» WRITTEN TASK
Can you write out everything from the start of the material down through the line containing "[0,0,729,163]", keeping all its text unchanged but adjusting every bounding-box coordinate by -123?

» RECORD EXCERPTS
** Start **
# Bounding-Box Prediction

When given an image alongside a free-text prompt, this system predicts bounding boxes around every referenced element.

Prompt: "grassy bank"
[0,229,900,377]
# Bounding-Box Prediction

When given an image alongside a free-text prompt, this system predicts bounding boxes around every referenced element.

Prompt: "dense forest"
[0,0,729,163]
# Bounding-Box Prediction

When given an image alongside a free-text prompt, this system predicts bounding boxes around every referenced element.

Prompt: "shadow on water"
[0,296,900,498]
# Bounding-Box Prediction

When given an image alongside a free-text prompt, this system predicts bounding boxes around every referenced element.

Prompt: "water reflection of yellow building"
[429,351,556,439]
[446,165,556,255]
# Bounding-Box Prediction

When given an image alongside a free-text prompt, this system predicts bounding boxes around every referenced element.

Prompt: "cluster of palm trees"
** End **
» ANSWER BELOW
# Bounding-Box Prediction

When given an image alongside a free-text prompt, this system predicts bounding boxes around every referenced element.

Prompt: "grassy bank"
[-123,106,777,254]
# Bounding-Box Prediction

When given an image alongside a free-text prompt, this system predicts bounding boxes around every referenced element.

Prompt: "dense forest"
[-123,-123,606,40]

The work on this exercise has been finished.